# TASK GOAL
Reproduce only the lines that run from the line with "of the road" to the last line of the material, both ends included, exactly as they appear.

# SUPPLIED DATA
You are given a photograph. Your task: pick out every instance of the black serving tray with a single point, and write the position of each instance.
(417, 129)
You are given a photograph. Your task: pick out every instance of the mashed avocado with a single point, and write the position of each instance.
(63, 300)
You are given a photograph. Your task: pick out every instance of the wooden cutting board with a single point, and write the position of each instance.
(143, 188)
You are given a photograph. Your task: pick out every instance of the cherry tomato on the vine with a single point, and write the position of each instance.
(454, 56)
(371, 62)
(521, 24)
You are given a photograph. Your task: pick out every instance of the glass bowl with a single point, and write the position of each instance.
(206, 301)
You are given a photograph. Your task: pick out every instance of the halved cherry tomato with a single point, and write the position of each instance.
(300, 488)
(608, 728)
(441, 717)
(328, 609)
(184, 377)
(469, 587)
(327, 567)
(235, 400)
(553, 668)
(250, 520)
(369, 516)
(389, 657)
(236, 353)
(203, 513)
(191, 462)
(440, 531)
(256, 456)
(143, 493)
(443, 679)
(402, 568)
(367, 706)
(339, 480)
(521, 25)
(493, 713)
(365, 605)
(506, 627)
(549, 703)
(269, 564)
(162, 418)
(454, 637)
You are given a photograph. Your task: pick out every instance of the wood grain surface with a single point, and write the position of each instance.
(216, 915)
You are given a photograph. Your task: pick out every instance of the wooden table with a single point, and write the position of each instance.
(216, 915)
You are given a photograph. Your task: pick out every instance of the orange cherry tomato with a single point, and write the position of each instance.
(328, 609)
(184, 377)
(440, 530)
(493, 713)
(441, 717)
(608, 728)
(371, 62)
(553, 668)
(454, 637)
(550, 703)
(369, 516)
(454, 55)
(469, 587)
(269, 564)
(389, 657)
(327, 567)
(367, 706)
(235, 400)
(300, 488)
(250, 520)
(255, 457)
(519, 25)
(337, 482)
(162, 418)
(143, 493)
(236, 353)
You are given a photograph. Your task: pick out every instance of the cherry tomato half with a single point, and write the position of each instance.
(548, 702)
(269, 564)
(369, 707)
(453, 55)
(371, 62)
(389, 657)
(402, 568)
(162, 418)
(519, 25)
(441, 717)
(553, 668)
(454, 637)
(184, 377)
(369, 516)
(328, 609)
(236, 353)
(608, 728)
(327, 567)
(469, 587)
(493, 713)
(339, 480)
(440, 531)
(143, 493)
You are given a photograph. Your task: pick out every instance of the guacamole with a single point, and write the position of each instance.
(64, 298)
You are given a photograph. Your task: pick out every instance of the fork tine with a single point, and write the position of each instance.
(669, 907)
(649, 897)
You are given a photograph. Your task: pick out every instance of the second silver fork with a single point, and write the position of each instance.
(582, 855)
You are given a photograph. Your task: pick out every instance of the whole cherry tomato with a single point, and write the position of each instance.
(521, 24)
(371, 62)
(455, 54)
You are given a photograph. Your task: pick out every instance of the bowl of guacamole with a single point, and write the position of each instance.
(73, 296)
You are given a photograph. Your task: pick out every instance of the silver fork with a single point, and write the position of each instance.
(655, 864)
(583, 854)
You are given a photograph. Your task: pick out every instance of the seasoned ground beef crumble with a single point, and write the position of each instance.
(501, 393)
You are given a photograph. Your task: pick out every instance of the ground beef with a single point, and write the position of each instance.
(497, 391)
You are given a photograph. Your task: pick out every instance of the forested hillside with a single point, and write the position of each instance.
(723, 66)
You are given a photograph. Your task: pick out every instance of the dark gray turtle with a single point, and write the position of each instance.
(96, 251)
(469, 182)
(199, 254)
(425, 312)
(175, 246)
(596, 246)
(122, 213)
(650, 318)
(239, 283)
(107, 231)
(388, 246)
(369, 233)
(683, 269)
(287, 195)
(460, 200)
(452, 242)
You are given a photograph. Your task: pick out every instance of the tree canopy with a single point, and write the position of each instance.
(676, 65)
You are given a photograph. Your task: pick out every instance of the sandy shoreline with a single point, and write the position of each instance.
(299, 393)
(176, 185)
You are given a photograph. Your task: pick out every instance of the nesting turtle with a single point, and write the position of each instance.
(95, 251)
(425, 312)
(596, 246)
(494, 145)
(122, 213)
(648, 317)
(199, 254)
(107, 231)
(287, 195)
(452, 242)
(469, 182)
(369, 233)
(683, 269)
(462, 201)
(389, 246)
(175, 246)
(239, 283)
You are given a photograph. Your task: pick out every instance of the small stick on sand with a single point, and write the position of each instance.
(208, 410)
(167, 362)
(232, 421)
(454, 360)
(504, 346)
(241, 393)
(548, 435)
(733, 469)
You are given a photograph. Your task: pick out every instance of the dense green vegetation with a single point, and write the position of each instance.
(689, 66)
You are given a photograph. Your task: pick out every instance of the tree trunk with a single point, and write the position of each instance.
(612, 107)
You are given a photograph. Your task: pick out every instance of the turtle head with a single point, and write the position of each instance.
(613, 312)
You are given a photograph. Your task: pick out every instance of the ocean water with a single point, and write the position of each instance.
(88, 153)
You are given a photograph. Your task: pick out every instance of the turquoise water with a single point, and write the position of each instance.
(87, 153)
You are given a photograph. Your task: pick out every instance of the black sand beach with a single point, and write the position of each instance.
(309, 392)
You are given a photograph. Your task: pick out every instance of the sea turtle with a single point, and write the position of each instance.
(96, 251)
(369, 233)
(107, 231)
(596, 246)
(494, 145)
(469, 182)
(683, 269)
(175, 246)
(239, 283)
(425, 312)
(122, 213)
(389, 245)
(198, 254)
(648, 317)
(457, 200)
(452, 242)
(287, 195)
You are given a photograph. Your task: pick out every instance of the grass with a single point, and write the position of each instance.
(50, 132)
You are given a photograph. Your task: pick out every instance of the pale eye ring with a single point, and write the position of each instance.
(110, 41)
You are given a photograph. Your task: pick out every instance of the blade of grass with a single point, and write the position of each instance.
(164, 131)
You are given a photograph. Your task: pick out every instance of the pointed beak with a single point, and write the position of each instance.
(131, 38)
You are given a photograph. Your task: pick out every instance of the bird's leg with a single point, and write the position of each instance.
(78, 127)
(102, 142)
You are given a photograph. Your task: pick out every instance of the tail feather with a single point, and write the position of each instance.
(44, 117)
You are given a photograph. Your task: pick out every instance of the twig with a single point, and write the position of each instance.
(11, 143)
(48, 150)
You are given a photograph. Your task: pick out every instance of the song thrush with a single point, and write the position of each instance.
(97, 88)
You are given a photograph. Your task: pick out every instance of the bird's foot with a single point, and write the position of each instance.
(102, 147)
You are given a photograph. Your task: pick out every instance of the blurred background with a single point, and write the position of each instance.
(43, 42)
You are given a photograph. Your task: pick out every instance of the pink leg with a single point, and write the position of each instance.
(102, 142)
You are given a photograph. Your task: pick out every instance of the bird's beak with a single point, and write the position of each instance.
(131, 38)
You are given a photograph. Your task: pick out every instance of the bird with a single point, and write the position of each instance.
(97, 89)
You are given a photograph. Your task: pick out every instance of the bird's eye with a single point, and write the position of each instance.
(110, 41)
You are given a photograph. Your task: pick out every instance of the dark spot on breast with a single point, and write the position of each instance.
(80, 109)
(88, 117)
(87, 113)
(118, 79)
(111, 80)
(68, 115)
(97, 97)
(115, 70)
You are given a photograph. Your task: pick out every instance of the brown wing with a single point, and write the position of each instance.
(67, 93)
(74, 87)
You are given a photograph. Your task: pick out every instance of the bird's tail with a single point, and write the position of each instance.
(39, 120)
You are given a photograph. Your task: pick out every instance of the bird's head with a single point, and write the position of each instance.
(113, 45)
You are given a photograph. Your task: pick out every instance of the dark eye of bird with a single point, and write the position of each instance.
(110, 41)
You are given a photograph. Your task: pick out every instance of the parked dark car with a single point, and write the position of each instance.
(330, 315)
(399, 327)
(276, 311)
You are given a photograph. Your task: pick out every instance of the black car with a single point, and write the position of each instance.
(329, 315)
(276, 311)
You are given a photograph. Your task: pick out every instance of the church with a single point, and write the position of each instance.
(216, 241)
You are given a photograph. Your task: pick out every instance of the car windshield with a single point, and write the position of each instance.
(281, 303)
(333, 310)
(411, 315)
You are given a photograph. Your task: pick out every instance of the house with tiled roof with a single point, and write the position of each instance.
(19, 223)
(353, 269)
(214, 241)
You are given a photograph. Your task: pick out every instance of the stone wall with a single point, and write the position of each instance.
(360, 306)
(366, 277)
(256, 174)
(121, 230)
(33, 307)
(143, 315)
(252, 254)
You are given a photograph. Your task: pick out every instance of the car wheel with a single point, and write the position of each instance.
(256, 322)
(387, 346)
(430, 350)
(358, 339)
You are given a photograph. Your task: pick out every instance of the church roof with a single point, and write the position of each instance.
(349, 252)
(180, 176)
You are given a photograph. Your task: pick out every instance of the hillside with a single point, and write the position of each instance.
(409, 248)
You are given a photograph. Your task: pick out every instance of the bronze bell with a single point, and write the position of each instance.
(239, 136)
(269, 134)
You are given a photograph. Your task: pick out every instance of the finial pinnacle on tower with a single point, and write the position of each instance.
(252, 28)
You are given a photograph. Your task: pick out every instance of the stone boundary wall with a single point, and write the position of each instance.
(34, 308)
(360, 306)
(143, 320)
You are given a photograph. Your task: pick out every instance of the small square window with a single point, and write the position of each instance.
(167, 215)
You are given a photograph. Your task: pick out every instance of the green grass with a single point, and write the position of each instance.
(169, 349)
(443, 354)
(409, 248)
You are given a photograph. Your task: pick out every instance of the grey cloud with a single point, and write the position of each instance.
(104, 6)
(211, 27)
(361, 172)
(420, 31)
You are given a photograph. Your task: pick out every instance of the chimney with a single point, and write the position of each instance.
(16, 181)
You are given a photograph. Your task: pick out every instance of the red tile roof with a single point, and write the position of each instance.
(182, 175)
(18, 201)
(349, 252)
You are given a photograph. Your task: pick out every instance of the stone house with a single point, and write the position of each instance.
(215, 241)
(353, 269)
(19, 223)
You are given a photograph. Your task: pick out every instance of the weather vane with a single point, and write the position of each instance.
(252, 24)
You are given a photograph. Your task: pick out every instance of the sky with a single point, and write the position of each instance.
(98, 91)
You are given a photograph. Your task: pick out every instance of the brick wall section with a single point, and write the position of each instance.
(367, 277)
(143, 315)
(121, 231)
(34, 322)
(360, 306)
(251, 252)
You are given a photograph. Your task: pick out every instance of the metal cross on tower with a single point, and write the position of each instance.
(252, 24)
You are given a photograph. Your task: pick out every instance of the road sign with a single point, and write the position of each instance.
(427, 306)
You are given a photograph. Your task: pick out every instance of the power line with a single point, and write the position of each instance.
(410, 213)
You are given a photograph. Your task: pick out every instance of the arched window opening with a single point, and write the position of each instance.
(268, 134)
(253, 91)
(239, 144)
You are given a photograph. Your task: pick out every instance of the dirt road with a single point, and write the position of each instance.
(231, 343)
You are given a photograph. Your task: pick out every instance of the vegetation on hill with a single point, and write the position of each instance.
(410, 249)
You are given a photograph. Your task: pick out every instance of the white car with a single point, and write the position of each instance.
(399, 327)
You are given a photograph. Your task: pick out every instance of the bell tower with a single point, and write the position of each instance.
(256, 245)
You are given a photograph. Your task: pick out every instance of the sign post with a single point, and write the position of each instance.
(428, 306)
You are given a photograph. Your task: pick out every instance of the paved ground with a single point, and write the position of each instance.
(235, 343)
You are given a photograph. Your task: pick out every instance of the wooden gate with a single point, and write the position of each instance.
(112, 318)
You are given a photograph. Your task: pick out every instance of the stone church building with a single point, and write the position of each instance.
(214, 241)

# THE COMPLETED TASK
You are given a photograph. Your task: pick out every instance of the road sign with a single point, and write the position of each instance.
(427, 306)
You are given a photograph. Your task: pick out every instance of the power line with a single point, and write the position of each instance.
(410, 213)
You are given a photograph. Your task: pick out every instance of the arched window opening with a single point, and write the position of each instance.
(268, 134)
(253, 91)
(239, 144)
You are given a photograph. Your task: pick out every instance of the dirt road with a single point, and write the position of each instance.
(231, 343)
You are given a photograph. Your task: pick out every instance of the vegetation on hill with a single point, and write the position of each instance.
(410, 249)
You are given a photograph. Your task: pick out every instance of the white car with a single point, and write the position of each instance.
(399, 327)
You are given a photograph. Your task: pick out every instance of the bell tower with a single point, and write the position of each instance.
(256, 245)
You are given a photograph. Your task: pick out every instance of the sign post with a single point, and write the position of each instance.
(428, 306)
You are given a photograph. Your task: pick out every instance of the paved ground with a single point, and write the position of each instance.
(235, 343)
You are given a photograph. Your task: pick out every instance of the wooden gate with a single point, and write the position of each instance.
(112, 318)
You are given a photograph. Your task: pick out every instance of the stone church building with a single point, and write the position of each instance.
(214, 241)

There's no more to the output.